**Source passage**
START

1.  What did you use for logistic regression?  "glm"?  If your 
response variable is "number of landslides", I would think that "glm" 
with "family = poisson" might be appropriate.  Have you checked the R 
help for "?glm" and "?family" and the R search site at 
"http://www.r-project.org/" -> search -> "R search site"?  In 
particular, if you don't have "Modern Applied Statistics with S" by 
Venables and Ripley (2002), I suggest you get a copy.  This is the best 
reference I know on R.  If you've digested Venables and Ripley, at least 
on "glm", the next best book I know for your issues may be  McCullagh P. 
and Nelder, J. A. (1989) Generalized Linear Models (London: Chapman and 
Hall).

	  2.  You can use interactions with logistic regression, as you could 
with Poisson regression, "glm(..., family = poisson)".  If your 
explanatory variables are all categorical, then you might have a problem 
with estimating too many parameters:  If you have 5 categories in one 
variable and 7 in another, the main effects will estimate 4=(5-1) and 
6=(7-1) parameters, and the interaction will involve 4*6 = 24 
parameters.  Moreover, if you do NOT have data on at least 24 
sufficiently different combinations out of the 5*7 = 35 possible, you 
won't be able to estimate all the parameters in the interaction.  I 
suggest you try to construct at least ordinal scales, code the 
categories as numbers whereever that might be done plausibly, then look 
for linear terms, parabolics, etc., and linear*linear interactions, 
etc., THEN look for large residuals from the fitted model.

Hope this helps,
Spencer Graves

        
orkun wrote:

            

      
      
      
    

        

      
      
    

  
  


  


      

    

    

      
      

        


  

        

      Andy Bunn
    

    

      
      #
    

  


  

      
With this type of binary spatial data it would be nice to use
autologistic regression. I recently asked the list if there was a R
autologit function and nobody thought that there was. However, Jennifer
Hoeting has an S+ (and C++) version at her website:

http://www.stat.colostate.edu/~jah/software/


Mantel's test has also been used successfully on binary spatially
autocorrelated data:

Schick, R.S., Urban, D.L., 2000, Spatial Components of Bowhead
Whale(Balaena mysticetus) distribution in the Alaskan Beufort Sea.
Canadian Journal of Fisheries Aquatic Sciences, 57, 2193-2200.

I have a highly confounded binary dataset that has first and second
order spatial effects (live vs. dead trees and a host of environmental
correlates) for which I'm looking for a tidy analytical framework. I
haven't really found the right thing just yet.

Cheers, Andy

END

**Material provided**
START

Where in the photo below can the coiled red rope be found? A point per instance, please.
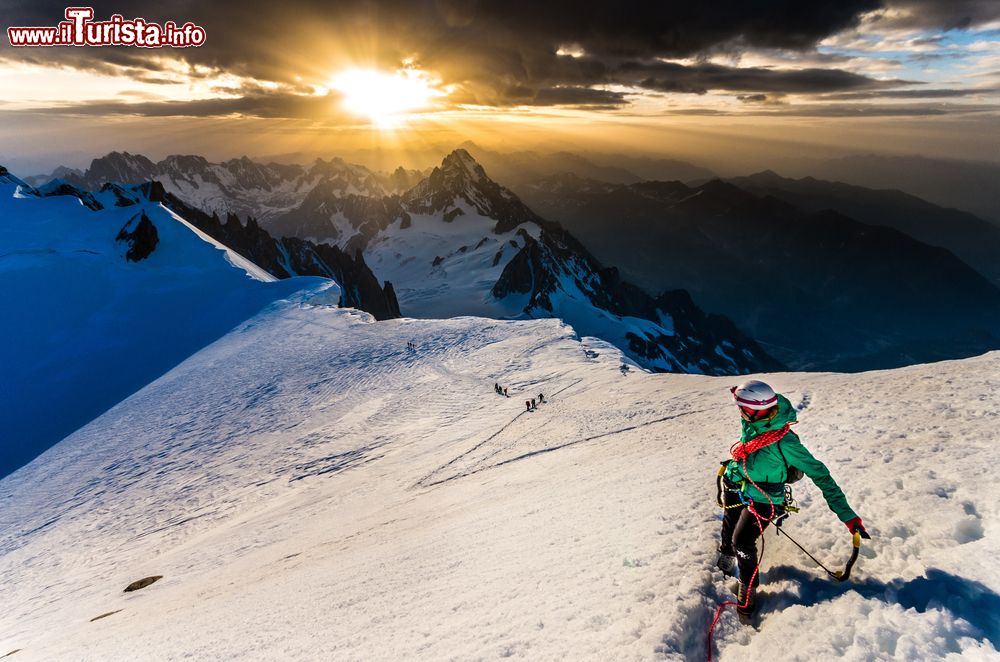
(740, 451)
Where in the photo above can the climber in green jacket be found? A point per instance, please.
(767, 456)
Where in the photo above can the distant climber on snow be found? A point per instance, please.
(767, 456)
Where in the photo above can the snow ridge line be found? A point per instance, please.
(540, 451)
(422, 482)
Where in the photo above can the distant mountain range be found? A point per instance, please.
(849, 270)
(818, 289)
(238, 186)
(973, 239)
(967, 185)
(455, 243)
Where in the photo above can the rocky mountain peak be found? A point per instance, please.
(460, 180)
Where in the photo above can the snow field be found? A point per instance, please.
(311, 489)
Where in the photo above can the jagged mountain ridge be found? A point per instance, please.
(282, 258)
(819, 289)
(239, 186)
(102, 294)
(459, 243)
(973, 239)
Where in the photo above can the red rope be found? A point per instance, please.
(760, 527)
(740, 450)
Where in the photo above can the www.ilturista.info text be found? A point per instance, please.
(79, 29)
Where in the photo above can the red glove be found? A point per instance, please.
(856, 525)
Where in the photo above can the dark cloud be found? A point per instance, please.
(275, 105)
(699, 79)
(941, 14)
(495, 52)
(909, 94)
(848, 110)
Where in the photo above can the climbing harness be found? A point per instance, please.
(789, 507)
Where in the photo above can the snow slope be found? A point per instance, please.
(311, 489)
(81, 327)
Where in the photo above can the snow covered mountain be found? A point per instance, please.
(500, 259)
(238, 186)
(458, 243)
(104, 292)
(309, 487)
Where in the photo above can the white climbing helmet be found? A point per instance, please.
(754, 394)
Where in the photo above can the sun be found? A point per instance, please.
(385, 99)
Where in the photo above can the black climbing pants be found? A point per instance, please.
(740, 531)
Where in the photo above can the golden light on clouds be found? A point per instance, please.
(386, 99)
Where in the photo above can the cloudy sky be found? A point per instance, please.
(712, 79)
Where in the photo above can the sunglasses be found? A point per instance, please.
(756, 414)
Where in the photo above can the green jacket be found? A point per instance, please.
(768, 464)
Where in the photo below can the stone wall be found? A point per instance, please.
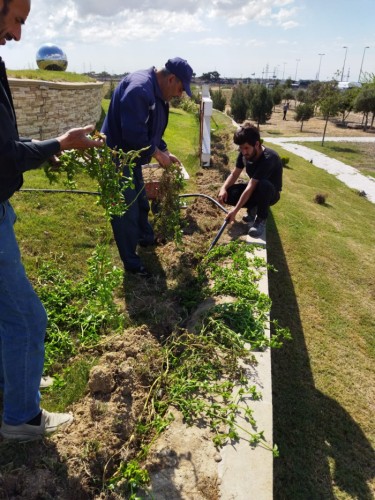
(48, 109)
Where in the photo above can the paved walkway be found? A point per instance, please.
(346, 174)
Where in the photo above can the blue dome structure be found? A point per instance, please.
(51, 57)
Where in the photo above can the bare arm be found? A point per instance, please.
(77, 138)
(231, 179)
(245, 196)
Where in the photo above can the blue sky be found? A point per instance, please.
(234, 37)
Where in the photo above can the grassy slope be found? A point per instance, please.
(57, 76)
(355, 154)
(324, 379)
(324, 291)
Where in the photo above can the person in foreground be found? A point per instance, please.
(136, 120)
(264, 168)
(23, 319)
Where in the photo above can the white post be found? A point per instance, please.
(206, 114)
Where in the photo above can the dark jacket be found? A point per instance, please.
(137, 116)
(17, 155)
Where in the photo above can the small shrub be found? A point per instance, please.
(320, 198)
(285, 161)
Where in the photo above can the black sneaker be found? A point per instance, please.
(148, 243)
(248, 218)
(140, 271)
(257, 228)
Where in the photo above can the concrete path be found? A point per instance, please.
(346, 174)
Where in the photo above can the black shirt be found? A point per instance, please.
(268, 166)
(17, 155)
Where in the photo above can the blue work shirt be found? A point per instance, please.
(137, 116)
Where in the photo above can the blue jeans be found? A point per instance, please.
(134, 225)
(23, 323)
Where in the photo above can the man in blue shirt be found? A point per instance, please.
(264, 168)
(136, 120)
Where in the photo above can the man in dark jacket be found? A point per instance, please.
(136, 120)
(264, 168)
(23, 319)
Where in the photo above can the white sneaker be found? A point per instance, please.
(45, 382)
(50, 422)
(257, 228)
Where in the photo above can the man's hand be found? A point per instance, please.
(231, 216)
(77, 138)
(165, 158)
(223, 195)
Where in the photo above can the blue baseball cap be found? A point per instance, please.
(180, 68)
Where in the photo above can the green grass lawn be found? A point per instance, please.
(356, 154)
(323, 291)
(323, 380)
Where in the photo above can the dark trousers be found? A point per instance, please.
(264, 196)
(133, 226)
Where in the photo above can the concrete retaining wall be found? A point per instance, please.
(48, 109)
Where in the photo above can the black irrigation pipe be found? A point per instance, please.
(70, 191)
(205, 196)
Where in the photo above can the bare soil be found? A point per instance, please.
(183, 462)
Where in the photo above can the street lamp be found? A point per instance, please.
(360, 71)
(320, 62)
(295, 77)
(343, 66)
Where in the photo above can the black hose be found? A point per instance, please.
(96, 193)
(70, 191)
(205, 196)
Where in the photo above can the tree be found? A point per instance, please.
(218, 99)
(303, 113)
(288, 94)
(240, 102)
(301, 95)
(328, 103)
(313, 93)
(346, 102)
(212, 76)
(365, 103)
(277, 94)
(261, 105)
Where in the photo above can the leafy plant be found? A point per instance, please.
(79, 312)
(104, 165)
(200, 369)
(167, 223)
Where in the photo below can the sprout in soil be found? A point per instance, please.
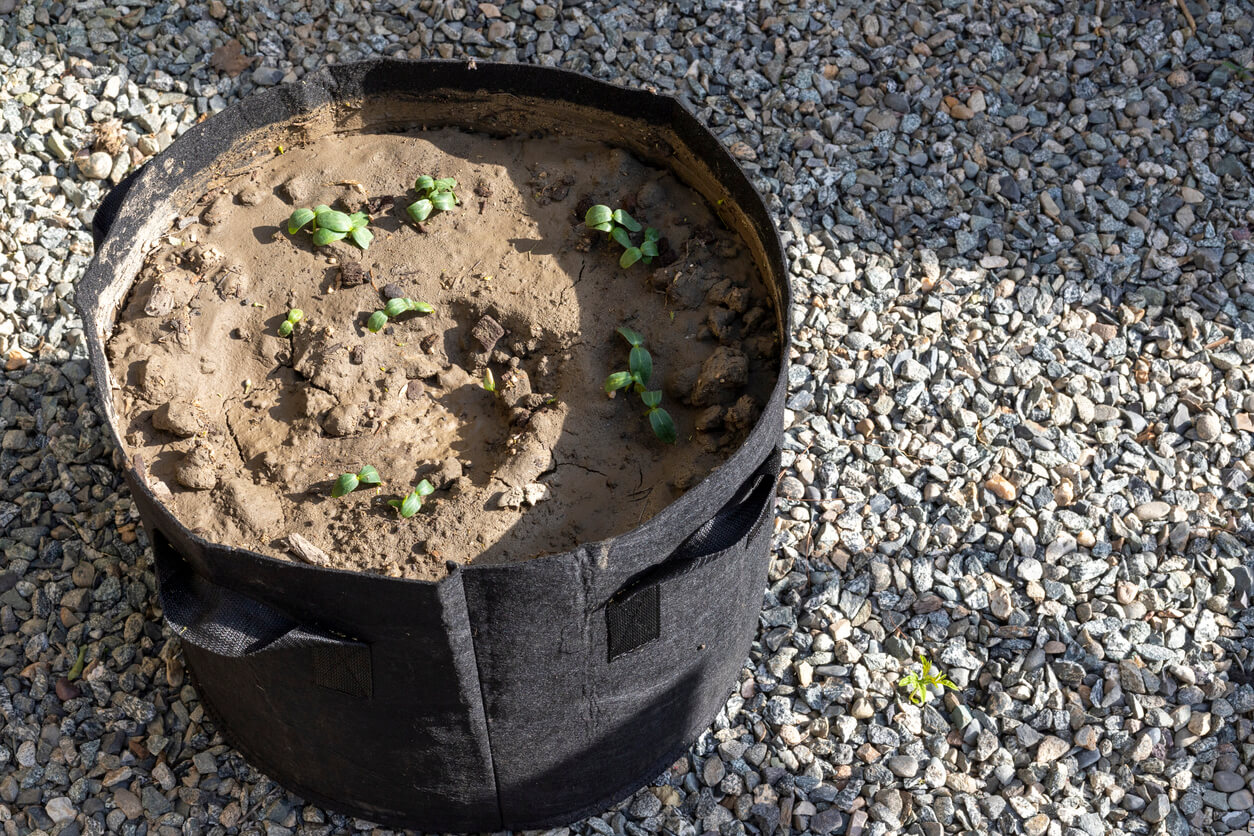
(641, 370)
(918, 683)
(294, 316)
(347, 483)
(413, 501)
(433, 196)
(620, 226)
(395, 307)
(329, 226)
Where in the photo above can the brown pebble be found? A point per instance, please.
(1002, 486)
(487, 331)
(67, 689)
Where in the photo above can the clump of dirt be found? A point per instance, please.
(245, 431)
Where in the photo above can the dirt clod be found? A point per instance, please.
(250, 194)
(218, 211)
(307, 552)
(353, 275)
(487, 331)
(177, 417)
(722, 374)
(342, 420)
(197, 470)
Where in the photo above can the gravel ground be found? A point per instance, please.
(1021, 421)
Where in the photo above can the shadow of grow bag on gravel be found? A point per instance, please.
(500, 697)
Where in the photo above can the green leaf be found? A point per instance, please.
(322, 237)
(398, 306)
(411, 505)
(633, 337)
(641, 364)
(598, 217)
(420, 209)
(77, 669)
(300, 217)
(335, 222)
(663, 428)
(345, 484)
(621, 236)
(626, 219)
(618, 380)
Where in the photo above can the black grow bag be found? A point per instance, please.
(504, 696)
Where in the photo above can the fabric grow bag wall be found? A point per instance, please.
(500, 697)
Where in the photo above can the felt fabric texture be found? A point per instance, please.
(500, 697)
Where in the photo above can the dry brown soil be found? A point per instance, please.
(243, 431)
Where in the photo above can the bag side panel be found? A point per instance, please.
(572, 730)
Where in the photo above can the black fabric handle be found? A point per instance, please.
(227, 623)
(107, 212)
(633, 614)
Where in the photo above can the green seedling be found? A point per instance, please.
(618, 224)
(433, 196)
(413, 501)
(918, 683)
(395, 307)
(327, 226)
(286, 326)
(640, 365)
(349, 483)
(77, 671)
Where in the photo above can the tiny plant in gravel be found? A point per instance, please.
(395, 307)
(413, 501)
(433, 196)
(918, 682)
(640, 364)
(349, 483)
(327, 226)
(620, 226)
(289, 325)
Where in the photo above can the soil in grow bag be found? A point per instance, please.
(245, 431)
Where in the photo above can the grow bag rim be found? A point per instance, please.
(325, 83)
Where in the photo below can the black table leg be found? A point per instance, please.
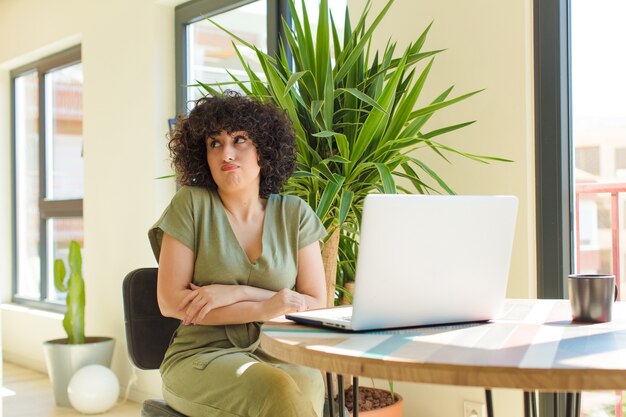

END

**What you need to do**
(a) List every published book or article that the forum thread cites.
(b) Collect each line of the listing that contains the string "snow", and copy those lines unchanged.
The forum thread and the listing have nothing to do with each other.

**Solution list**
(a)
- Venables and Ripley (2002), "Modern Applied Statistics with S"
- McCullagh, P. and Nelder, J. A. (1989), "Generalized Linear Models" (London: Chapman and Hall)
- Schick, R.S., Urban, D.L., 2000, "Spatial Components of Bowhead Whale (Balaena mysticetus) distribution in the Alaskan Beufort Sea," Canadian Journal of Fisheries Aquatic Sciences, 57, 2193-2200

(b)
Where in the photo above can the distant climber on snow be found? A point per instance, please.
Where in the photo above can the snow ridge line be found? A point per instance, please.
Where in the photo above can the snow field be found? A point per instance, please.
Where in the photo above can the snow slope be found? A point per instance, please.
Where in the photo above can the snow covered mountain be found? A point per instance, please.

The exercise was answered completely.